[Begin]
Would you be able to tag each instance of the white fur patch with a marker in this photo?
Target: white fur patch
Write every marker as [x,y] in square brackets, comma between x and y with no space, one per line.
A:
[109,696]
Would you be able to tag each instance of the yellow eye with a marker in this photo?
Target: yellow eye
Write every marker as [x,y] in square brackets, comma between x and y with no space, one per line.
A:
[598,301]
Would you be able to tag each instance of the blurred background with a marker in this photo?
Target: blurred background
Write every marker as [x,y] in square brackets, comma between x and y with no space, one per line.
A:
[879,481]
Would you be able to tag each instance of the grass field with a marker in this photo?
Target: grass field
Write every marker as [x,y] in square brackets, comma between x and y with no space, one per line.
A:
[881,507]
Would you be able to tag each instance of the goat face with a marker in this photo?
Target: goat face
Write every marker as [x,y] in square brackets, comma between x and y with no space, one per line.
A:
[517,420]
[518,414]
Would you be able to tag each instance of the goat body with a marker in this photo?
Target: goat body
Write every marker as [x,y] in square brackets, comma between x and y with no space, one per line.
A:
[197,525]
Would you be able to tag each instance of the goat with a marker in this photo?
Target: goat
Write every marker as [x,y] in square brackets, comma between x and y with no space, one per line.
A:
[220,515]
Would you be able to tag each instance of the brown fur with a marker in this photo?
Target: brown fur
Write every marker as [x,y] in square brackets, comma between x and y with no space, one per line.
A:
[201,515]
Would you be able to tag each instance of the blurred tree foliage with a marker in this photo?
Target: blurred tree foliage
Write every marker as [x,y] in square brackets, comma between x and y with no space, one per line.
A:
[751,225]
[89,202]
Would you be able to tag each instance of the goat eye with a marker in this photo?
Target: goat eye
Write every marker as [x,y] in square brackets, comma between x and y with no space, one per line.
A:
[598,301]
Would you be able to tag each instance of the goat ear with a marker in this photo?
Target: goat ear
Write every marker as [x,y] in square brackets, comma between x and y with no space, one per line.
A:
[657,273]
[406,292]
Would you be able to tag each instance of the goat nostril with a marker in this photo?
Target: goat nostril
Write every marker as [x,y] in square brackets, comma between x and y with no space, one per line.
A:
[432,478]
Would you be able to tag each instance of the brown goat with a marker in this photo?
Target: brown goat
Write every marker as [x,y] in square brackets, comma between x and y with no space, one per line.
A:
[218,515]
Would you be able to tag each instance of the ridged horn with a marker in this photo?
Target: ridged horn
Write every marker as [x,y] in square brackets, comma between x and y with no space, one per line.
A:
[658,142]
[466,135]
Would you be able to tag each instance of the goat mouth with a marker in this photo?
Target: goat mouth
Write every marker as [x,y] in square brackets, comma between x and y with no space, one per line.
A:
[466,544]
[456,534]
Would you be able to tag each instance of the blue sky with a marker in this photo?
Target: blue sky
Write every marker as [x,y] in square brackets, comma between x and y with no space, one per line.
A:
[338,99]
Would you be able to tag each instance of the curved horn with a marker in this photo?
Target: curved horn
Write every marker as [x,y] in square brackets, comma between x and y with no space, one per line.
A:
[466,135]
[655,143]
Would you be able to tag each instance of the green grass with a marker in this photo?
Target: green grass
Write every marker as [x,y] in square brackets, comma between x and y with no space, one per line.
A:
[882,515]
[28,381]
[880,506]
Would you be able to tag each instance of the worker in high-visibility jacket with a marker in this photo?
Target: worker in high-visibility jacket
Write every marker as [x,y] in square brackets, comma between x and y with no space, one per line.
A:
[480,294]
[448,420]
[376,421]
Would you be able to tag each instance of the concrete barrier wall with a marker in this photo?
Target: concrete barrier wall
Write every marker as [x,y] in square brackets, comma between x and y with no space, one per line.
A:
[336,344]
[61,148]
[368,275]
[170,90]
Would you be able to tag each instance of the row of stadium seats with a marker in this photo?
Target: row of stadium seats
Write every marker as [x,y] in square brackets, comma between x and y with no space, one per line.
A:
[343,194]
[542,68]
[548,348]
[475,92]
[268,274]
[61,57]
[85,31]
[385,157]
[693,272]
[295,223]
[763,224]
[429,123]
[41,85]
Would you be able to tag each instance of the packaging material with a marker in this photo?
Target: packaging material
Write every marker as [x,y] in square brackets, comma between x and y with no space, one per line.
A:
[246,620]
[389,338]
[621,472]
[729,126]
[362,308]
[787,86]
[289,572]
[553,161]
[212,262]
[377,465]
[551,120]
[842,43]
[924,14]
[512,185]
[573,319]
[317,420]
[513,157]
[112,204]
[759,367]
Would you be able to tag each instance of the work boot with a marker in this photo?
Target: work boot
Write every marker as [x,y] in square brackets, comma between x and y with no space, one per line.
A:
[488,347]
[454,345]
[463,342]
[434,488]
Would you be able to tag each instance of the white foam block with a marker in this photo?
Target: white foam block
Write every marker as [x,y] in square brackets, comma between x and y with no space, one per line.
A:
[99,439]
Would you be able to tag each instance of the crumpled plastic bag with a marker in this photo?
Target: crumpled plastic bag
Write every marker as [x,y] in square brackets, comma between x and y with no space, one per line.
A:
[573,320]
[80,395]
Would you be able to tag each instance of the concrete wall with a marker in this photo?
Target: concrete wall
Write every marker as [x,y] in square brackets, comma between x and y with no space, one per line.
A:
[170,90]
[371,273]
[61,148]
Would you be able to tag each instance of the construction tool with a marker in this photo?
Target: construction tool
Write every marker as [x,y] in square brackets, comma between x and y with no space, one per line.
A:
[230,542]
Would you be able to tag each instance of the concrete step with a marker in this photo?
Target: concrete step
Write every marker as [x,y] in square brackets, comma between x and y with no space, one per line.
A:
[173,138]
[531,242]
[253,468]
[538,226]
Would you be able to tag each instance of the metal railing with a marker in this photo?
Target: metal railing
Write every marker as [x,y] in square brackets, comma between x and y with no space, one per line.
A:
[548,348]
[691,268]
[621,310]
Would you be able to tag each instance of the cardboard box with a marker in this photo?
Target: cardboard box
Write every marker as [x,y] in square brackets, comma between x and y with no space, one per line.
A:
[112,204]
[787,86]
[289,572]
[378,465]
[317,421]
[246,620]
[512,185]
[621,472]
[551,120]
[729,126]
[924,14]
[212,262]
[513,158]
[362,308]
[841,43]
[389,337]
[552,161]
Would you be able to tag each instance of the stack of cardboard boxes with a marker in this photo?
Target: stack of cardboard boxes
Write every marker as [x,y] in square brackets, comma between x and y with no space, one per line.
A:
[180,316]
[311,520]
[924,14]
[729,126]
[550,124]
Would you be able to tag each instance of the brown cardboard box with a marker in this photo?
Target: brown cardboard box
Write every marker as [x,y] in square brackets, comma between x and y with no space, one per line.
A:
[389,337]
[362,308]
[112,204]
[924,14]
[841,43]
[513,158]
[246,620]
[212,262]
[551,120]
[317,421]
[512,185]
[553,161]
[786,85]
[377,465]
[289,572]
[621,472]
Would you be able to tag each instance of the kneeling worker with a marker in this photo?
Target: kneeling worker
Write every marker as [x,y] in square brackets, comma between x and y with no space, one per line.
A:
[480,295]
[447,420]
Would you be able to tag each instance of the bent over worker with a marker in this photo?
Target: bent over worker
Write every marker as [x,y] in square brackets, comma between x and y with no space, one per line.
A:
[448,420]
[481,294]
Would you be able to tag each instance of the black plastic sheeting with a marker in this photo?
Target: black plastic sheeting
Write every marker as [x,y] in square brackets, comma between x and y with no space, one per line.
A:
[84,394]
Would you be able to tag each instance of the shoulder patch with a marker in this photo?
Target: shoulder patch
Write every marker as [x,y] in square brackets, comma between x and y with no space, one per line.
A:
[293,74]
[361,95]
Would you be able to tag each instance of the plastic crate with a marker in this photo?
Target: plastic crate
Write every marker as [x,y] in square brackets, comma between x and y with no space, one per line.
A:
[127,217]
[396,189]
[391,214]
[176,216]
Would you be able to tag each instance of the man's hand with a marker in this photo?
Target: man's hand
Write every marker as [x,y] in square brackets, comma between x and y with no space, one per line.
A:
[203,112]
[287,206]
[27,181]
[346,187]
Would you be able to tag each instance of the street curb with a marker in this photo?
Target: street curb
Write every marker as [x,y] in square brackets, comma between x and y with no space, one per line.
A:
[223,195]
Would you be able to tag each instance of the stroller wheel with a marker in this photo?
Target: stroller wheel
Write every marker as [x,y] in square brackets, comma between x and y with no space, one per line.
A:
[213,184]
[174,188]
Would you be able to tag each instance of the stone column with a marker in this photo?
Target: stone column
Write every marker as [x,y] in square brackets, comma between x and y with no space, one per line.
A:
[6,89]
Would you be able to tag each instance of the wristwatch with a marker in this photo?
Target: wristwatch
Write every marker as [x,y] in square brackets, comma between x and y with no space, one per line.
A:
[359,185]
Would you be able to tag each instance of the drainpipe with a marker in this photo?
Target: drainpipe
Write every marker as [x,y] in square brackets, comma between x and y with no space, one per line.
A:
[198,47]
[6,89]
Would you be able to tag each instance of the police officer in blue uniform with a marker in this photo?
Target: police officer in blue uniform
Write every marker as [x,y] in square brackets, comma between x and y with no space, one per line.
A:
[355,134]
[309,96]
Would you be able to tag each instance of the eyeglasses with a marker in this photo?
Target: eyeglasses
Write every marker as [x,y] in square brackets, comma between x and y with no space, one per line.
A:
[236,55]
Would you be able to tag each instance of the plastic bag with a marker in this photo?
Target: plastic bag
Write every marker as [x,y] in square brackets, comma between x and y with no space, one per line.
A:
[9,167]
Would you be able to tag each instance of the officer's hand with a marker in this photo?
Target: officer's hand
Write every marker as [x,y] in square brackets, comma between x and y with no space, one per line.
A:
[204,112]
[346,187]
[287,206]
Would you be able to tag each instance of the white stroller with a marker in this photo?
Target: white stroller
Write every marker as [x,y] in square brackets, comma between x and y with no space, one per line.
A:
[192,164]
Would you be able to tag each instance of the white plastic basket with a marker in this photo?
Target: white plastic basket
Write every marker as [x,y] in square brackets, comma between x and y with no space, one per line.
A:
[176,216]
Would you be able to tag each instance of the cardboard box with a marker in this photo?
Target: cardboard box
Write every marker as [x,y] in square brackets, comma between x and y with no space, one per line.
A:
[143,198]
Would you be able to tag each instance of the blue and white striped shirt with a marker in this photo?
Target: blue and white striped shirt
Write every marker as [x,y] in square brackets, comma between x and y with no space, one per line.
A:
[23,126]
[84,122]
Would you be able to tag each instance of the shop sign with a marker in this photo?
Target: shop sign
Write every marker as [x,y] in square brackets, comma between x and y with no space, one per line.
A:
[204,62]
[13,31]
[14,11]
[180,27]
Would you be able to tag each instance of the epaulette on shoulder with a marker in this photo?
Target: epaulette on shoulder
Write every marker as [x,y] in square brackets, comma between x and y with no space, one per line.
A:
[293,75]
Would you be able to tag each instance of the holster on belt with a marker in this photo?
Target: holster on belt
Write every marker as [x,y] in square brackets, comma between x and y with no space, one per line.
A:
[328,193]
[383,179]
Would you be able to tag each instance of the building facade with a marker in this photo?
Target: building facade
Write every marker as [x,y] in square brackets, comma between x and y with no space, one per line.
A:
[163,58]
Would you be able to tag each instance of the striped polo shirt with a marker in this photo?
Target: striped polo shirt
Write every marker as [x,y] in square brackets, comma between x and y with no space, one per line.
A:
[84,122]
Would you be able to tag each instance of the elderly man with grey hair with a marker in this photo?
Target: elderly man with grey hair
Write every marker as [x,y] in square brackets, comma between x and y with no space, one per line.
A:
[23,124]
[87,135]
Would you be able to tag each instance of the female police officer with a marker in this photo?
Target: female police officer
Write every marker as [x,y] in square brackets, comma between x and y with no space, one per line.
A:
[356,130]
[End]
# Description of the task
Please copy the rows again from the line containing "Would you be able to tag each instance of the female" through the end of the rows, changing "police officer" to "security guard" and leaving everything else as it is.

# Solution for this task
Would you be able to tag each instance of the female security guard with a marker in this photo?
Target: female security guard
Write every marker as [x,y] in square brackets, comma between x and y with no space, one per line.
A:
[356,130]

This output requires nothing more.